» Tarefas:
A) No texto sobre o recurso de constitucionalidade, que artigo do Código Penal é indicado na acusação do Ministério Público?
B) Enumere todas as leis que o texto sobre o recurso de constitucionalidade identifica com a designação «Lei nº».
C) Escreva a continuação do texto sobre o recurso de constitucionalidade a partir da última frase apresentada.

» Texto fornecido:
»»

Em despacho dessa mesma data o referido magistrado judicial considerou-se materialmente incompetente para determinar a ulterior tramitação do processo, concluindo a fundamentação da sua decisão da forma seguinte:
'- declaro ilegal e inconstitucional a interpretação dada ao nº 1 do artº 22ºB do DL nº 214/88 pelo Venerando Presidente do Tribunal da Relação de Lisboa contida na decisão pela qual escalou os Juízes a exercer funções no Tribunal de Turno do círculo judicial de Lisboa;
- declaro inconstitucional o nº 3 do artº 90º da Lei nº 38/87 (com a redacção que lhe foi dada pela Lei nº 44/96 de 3 de Setembro);
- declaro-me materialmente incompetente para determinar a ulterior tramitação deste processo por ser inaplicável, dadas as decisões atrás tomadas, a decisão pela qual fui escalado para exercer funções no tribunal de turno do círculo judicial de Lisboa;
- e, por tudo isso, ordeno no que aos presente autos se reporta, tanto mais que, tendo em atenção a previsão normativa do comando legal indicado na acusação do MºPº (artº 291º a) e b) do C.Penal), na participação da entidade policial não estão suficientemente esclarecidos os factos por forma a integrar os conceitos que constituem o tipo de ilícito em causa (vg. 'perigo para a vida ou para a integridade física de outrém', 'bens patrimoniais de valor elevado') a remessa, digo o reenvio do processo para a forma comum.
O apuramento ainda que indiciário desses elementos não poderá realizar-se, previsivelmente, 'no prazo máximo de cinco dias após a detenção'
(artº 390º c) do CPP).
Deste modo, não há que realizar o julgamento em processo ordinário, não havendo, pois, que declarar aberta a audiência de julgamento.'
O Ministério Público interpôs recurso de constitucionalidade desta decisão e identificou o respectivo objecto nos termos que se transcrevem:
'O recurso tem por objecto:
a) a apreciação da ilegalidade e inconstitucionalidade da interpretação dada ao nº 1 do artº 22º B do DL 214/88 no despacho do Senhor Desembargador Presidente do Tribunal da Relação de Lisboa com fundamento na qual escalou para o serviço do Tribunal de Turno de Lisboa os Juízes colocados no Tribunal de Círculo Judicial de Lisboa;
b) a apreciação da inconstitucionalidade do nº 3 do artº 90º da Lei nº 38/87 de 23 de Setembro na redacção que lhe foi dada pela Lei 44/96 de 3 de Setembro.'
Por sua vez, o representante do Ministério Público junto deste Tribunal concluiu da seguinte forma as alegações que apresentou:
'1. O artigo 22º-B, do Decreto-Lei nº 214/88 (aditado pela Lei nº
44/96), interpretado no sentido de nela só se incluir os juízes de direito a exercer funções nos tribunais judiciais de 1ª instância, e não também os juízes do Supremo Tribunal de Justiça e os Juízes das Relações, não padece de ilegalidade, face ao disposto nos artigos 1º, nº 1, e 2º da Lei nº 21/85
(Estatuto dos Magistrados Judiciais), nem de inconstitucionalidade, por violação do princípio da igualdade, consagrado no artigo 13º da Constituição.

««

» Excerto de dados:
»»

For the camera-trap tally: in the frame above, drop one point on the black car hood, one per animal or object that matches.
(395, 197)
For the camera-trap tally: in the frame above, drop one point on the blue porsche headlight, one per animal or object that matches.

««

» Respostas:
A) O artº 291º a) e b) do C.Penal.

B) Lei nº 38/87; Lei nº 44/96; Lei nº 21/85.

C)
2. A norma constante do nº 3 do artigo 90º da Lei nº 38/87, na redacção introduzida pelo artigo 1º da Lei nº 44/96, na parte em que prevê que compete ao Presidente da Relação 'a designação dos magistrados judiciais que devem exercer funções nos tribunais de turno', não viola o artigo 219º, nº1, da Constituição.'
2. - Há que começar por referir que os termos da decisão recorrida tornam patente que nela foi também dada aplicação às normas constantes dos artigos 291º, nº1, alíneas a) e b), do Código Penal, e 390º, alínea c), do Código de Processo Penal, em termos que determinaram a não realização do julgamento em processo sumário, bem como que não fosse declarada aberta a audiência de julgamento. No entanto, a questão prévia do não conhecimento do presente recurso, que poderia colocar-se em face desta circunstância, não procede.
Com efeito, a decisão em apreciação surge apoiada em dois fundamentos. Entendeu-se de facto que não estariam reunidos os pressupostos de natureza estritamente instrutória para se proceder ao julgamento mas, independentemente desse aspecto, o juiz julgou-se incompetente, por recusar a aplicação das normas que constituem o objecto directo do presente recurso. Quer isto dizer que, ainda que estivessem reunidos aqueles pressupostos, o julgamento não se realizaria por incompetência do juiz. Assim, quer se entenda a terceira conclusão da decisão como mero reforço das duas primeiras, e nessa direcção indica a locução 'tanto mais que', que introduz o raciocínio subsequente, quer se entenda essa terceira conclusão como dotada de autonomia, certo é que sempre subsiste um juízo de invalidade de normas e que esse juízo constitui indubitavelmente, pelo menos uma das rationes decidendi, a esse título merecedor de consideração em sede de contencioso da validade de comandos normativos.
Isto posto, há portanto que conhecer e decidir.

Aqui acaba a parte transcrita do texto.